**SUPPLIED DATA**
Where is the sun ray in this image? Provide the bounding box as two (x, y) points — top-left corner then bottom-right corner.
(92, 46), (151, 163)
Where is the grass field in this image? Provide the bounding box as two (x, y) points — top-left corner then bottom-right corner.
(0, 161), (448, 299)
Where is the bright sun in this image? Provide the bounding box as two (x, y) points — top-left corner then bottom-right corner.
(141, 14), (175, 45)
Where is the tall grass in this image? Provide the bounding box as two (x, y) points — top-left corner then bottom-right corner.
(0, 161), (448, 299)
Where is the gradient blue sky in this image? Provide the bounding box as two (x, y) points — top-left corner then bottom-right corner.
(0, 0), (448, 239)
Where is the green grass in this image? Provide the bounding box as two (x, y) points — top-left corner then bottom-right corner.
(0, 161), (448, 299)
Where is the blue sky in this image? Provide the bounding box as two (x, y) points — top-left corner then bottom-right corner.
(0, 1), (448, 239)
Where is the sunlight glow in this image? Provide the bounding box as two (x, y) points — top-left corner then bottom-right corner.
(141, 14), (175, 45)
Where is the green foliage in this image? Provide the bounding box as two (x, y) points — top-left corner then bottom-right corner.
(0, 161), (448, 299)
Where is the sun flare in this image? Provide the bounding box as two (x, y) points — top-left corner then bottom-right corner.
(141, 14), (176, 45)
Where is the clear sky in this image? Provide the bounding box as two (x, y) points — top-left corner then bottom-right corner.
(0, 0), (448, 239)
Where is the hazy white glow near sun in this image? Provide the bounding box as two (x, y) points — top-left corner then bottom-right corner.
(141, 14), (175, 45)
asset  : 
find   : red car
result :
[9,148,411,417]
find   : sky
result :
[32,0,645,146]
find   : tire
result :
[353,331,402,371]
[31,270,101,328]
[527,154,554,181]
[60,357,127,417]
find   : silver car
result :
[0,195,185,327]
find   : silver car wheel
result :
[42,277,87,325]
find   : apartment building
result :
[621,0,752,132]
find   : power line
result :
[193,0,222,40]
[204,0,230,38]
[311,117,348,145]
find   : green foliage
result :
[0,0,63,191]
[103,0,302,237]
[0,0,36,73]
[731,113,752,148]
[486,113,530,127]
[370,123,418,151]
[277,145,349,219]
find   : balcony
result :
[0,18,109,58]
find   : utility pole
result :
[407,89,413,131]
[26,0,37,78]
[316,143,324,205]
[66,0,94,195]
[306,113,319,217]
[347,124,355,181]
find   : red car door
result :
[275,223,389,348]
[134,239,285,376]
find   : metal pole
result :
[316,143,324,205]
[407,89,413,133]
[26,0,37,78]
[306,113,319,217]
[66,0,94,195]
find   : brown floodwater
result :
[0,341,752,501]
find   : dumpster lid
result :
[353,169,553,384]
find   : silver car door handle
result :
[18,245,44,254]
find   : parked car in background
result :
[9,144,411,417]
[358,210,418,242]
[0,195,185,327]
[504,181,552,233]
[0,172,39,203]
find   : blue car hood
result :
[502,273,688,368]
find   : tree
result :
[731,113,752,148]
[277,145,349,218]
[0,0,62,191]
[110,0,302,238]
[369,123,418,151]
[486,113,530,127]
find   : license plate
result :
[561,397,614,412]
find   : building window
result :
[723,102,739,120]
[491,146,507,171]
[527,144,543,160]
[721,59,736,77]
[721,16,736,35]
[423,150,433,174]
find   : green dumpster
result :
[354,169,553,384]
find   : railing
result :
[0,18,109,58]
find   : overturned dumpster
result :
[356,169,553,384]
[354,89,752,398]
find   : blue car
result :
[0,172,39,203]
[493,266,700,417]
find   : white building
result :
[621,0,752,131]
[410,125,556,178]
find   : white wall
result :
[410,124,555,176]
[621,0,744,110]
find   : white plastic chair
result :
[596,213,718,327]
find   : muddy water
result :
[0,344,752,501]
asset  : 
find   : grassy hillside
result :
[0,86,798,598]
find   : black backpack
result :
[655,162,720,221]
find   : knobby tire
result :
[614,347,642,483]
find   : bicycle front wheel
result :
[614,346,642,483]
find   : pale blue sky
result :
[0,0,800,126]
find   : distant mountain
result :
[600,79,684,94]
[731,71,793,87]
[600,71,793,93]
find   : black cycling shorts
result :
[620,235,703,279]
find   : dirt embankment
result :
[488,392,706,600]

...

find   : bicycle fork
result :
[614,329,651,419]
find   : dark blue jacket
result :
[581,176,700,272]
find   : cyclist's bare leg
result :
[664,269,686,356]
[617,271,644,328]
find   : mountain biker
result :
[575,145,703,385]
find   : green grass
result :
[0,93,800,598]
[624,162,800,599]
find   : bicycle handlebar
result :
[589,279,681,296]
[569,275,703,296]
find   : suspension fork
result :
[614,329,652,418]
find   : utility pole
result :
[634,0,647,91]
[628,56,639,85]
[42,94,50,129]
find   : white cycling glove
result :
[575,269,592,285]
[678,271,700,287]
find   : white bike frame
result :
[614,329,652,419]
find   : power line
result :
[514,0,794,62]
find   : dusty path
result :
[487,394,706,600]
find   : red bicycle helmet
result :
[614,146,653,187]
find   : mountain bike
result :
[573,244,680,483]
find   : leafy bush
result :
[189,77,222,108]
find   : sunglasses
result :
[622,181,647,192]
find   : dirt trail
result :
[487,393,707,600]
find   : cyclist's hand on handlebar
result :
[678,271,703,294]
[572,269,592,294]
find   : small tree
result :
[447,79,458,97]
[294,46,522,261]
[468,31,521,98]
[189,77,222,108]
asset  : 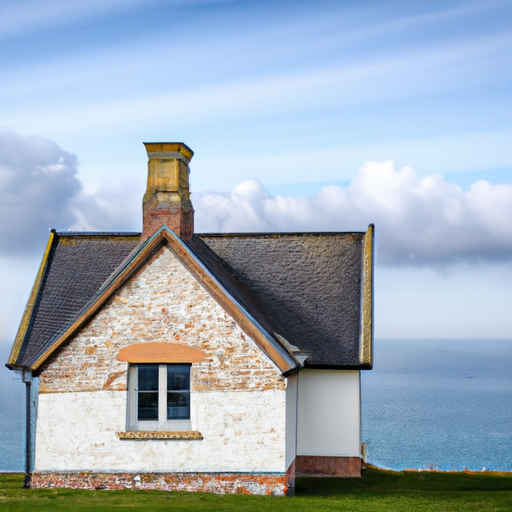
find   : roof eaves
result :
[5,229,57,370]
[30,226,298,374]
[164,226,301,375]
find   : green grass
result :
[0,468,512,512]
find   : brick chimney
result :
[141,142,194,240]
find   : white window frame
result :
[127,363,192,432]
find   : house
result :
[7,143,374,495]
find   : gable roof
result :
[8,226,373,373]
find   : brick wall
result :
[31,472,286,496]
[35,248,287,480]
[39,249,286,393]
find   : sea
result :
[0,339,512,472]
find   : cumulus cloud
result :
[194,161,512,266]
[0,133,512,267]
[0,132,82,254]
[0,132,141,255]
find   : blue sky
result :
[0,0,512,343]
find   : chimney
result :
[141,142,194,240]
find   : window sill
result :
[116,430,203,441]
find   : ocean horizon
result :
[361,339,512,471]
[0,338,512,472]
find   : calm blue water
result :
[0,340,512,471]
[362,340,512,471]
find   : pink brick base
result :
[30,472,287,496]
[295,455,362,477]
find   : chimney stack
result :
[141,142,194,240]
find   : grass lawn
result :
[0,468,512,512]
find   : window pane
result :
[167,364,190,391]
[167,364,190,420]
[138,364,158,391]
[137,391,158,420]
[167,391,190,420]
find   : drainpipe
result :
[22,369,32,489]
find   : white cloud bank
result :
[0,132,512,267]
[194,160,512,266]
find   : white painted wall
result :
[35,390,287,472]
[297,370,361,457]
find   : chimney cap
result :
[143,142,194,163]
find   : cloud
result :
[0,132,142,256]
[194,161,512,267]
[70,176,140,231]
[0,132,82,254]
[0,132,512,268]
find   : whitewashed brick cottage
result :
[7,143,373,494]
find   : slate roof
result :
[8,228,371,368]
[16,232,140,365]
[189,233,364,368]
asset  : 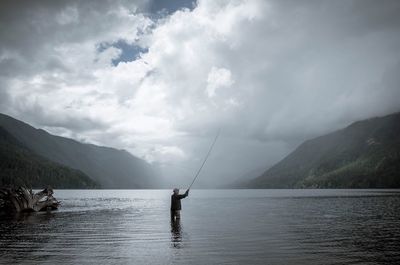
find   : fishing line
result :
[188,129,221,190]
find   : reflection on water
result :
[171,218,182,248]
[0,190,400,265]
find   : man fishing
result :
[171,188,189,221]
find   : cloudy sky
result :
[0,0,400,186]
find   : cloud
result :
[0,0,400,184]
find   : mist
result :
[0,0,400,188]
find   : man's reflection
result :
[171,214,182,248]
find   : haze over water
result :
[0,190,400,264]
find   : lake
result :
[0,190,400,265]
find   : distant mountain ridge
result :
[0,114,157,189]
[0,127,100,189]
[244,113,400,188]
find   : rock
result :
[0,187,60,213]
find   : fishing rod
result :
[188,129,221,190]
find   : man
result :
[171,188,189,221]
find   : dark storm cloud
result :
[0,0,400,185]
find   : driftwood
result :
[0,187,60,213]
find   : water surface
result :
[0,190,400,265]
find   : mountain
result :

---

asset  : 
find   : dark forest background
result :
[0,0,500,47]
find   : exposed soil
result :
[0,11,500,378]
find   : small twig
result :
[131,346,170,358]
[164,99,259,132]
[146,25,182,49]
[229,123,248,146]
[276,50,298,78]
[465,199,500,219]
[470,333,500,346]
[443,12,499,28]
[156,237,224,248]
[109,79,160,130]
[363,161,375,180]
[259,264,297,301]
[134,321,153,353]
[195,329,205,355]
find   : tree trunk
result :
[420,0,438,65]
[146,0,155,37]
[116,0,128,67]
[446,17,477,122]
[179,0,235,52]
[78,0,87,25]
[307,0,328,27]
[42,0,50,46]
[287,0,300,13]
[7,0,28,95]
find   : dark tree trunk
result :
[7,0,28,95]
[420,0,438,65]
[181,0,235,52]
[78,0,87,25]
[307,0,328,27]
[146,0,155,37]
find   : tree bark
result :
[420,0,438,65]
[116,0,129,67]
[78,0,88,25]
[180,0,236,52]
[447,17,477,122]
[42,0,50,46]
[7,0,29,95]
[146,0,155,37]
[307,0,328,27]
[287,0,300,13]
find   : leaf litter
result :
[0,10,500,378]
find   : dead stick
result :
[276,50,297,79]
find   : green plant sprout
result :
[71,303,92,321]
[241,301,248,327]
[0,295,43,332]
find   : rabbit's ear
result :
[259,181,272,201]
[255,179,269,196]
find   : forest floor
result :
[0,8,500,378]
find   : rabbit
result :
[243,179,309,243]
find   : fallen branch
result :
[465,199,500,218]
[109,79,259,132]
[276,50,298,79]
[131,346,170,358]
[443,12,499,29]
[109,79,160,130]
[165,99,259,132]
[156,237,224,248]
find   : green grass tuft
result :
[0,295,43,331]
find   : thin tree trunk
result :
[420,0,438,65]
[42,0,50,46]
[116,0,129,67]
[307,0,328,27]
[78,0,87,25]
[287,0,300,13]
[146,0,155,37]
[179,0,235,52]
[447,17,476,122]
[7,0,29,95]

**REQUIREMENTS**
Identify every line in the rows above that contains the word "wheel" and copy each of those lines.

**EXERCISE RESPONSE**
find   : silver car wheel
find   : bicycle front wheel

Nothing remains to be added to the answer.